= EXERCISE DETAILS =
The output should be identical to the entries that follow.

***** AVAILABLE RECORDS

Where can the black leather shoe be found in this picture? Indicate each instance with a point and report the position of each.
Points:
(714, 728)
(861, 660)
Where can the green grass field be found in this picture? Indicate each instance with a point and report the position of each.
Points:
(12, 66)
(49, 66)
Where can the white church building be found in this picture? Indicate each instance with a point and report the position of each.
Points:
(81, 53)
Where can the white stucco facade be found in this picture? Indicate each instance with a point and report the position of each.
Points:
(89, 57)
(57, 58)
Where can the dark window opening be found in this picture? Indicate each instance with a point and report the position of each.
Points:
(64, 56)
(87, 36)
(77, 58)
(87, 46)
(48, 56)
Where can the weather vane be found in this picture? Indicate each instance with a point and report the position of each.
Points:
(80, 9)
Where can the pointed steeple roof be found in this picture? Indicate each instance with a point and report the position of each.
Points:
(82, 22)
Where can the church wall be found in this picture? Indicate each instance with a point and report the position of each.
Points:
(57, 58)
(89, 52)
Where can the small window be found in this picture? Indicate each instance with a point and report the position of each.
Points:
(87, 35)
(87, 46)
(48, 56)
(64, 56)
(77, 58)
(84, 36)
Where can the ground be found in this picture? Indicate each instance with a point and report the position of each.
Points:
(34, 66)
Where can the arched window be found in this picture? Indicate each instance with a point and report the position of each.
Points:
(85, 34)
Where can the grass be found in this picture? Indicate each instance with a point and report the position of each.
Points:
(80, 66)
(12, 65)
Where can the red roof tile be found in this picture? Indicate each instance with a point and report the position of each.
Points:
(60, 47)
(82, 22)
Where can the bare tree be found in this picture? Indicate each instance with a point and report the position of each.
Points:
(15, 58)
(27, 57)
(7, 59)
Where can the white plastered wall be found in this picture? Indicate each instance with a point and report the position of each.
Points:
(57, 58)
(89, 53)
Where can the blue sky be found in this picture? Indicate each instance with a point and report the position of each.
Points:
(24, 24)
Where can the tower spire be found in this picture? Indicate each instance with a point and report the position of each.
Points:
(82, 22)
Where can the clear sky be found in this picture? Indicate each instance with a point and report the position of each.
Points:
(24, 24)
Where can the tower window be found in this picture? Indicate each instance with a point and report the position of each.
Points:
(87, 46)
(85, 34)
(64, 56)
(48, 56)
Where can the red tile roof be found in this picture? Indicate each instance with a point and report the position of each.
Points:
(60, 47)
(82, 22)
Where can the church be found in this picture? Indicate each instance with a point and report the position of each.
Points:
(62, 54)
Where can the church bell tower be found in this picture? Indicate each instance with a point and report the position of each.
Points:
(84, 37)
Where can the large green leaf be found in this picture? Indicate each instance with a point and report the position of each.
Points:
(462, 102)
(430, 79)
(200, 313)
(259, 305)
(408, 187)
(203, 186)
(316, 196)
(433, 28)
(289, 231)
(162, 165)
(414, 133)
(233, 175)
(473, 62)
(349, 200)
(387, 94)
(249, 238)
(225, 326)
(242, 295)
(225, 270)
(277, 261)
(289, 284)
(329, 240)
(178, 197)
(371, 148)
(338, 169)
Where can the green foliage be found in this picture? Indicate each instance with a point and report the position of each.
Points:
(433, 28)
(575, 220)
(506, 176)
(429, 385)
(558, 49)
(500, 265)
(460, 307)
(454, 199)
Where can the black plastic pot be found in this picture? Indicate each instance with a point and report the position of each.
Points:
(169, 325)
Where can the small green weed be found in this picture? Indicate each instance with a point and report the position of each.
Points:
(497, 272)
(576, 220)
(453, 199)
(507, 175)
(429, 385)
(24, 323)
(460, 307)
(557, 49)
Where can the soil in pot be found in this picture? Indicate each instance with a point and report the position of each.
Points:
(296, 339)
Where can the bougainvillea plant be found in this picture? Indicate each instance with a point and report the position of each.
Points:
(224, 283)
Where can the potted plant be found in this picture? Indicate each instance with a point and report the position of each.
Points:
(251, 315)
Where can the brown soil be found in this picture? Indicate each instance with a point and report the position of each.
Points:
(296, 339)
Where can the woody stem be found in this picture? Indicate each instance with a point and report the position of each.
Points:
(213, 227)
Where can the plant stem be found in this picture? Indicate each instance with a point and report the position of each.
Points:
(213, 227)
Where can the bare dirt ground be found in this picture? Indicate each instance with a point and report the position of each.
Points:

**********

= SOLUTION =
Where can the black leather shoe be found in this picture? Indicate each instance with a point and report the position of each.
Points:
(714, 728)
(861, 660)
Where can the green grass field be found in this picture? Indicate each instance with a point and report the position of each.
Points:
(12, 66)
(49, 66)
Where can the white church building be found in this picture? Indicate each instance with a point and report the position of each.
Points:
(81, 53)
Where can the white stucco facade be found in this picture? Indicate each instance with a point and report the position of each.
Points:
(89, 57)
(57, 58)
Where can the dark window opening be found in this picture? Indicate each instance with a point and report the position of each.
Points:
(64, 56)
(87, 36)
(77, 58)
(87, 46)
(48, 56)
Where can the weather vane be found in this picture? Indicate each instance with a point and report the position of each.
Points:
(80, 9)
Where can the pointed steeple roof be found in this picture? Indicate each instance with a point and report the position of each.
Points:
(82, 22)
Where can the church wall be found in this picture? Indicate each instance with a point and report the position of each.
Points:
(57, 58)
(89, 52)
Where can the small window be found in this picture? Indicate each instance with a point and report the position of each.
Points:
(87, 35)
(87, 46)
(48, 56)
(64, 56)
(77, 58)
(84, 36)
Where can the ground be found in this picture? Indicate each instance with a point and report the position of each.
Points:
(34, 66)
Where can the arched window be found in this picture? Indicate each instance with a point and report the position of each.
Points:
(85, 34)
Where can the grass be found in this picture? Indicate each instance with a point and report the position of each.
Points:
(80, 66)
(12, 65)
Where can the red roof tile be found in this picture? Indicate each instance with a point and report the position of each.
Points:
(60, 47)
(82, 22)
Where can the bare tree be found in this picture? Indicate each instance with a point and report the position of each.
Points:
(15, 58)
(27, 57)
(7, 59)
Where can the white plastered wall be found in this picture? Indicate each instance with a point and report the position of each.
Points:
(57, 58)
(89, 53)
Where can the blue sky be found in this picture? Indicate each instance with a point and report the position of each.
Points:
(24, 24)
Where can the tower spire be found in this picture? Indicate each instance with a point and report the position of each.
Points:
(82, 22)
Where can the clear sky be found in this picture? Indicate each instance with a point and report the position of each.
Points:
(24, 24)
Where can the tower window be found in this picture? Indicate each instance with a point and report the position of each.
Points:
(87, 46)
(85, 34)
(64, 56)
(48, 56)
Where can the red tile roof be found in this picture? Indicate each instance with a point and report the position of each.
Points:
(60, 47)
(82, 22)
Where can the church be found in this picture? Indicate each instance with a point and report the position of each.
Points:
(62, 54)
Where can the church bell tower be found in this picture? Indicate each instance with a point and report the position of each.
Points:
(84, 37)
Where can the large green leaf be found in this picture? Indicate each instance with a point and report the position of each.
Points:
(462, 102)
(430, 79)
(200, 313)
(259, 305)
(408, 187)
(203, 186)
(316, 196)
(433, 28)
(289, 231)
(162, 165)
(414, 133)
(233, 175)
(473, 62)
(349, 200)
(387, 94)
(249, 238)
(225, 326)
(242, 295)
(225, 270)
(277, 261)
(289, 284)
(329, 240)
(178, 197)
(371, 148)
(338, 169)
Where can the green foliage be found in this picture? Indicate each instance with a point and report the position of each.
Points:
(433, 28)
(575, 220)
(506, 176)
(429, 385)
(558, 49)
(500, 265)
(460, 307)
(454, 199)
Where can the black plastic pot be found in this picture? Indicate each instance with a point and report the position of each.
Points:
(169, 325)
Where can the small green weed be found in this picture? Indicate each instance with a point and report the position of each.
Points:
(497, 272)
(576, 220)
(453, 199)
(507, 175)
(429, 385)
(24, 323)
(460, 307)
(557, 49)
Where can the soil in pot be found in this picture? Indicate each instance with a point and report the position of each.
Points:
(296, 339)
Where can the bougainvillea plant be found in this picture? Indicate each instance with a point and report the position of each.
Points:
(224, 283)
Where can the potted plant be found in this picture? Indicate each instance with a point and report the position of each.
Points:
(251, 315)
Where can the brown soil be found in this picture? Indicate each instance with a point and report the position of each.
Points:
(296, 339)
Where can the woody stem be found in this picture? Indicate each instance with a point and report the position of each.
Points:
(213, 227)
Where can the plant stem be found in this picture? Indicate each instance with a point and report the position of each.
Points:
(213, 227)
Where can the bare dirt ground be found in this picture? Indicate each instance with a point and report the position of each.
Points:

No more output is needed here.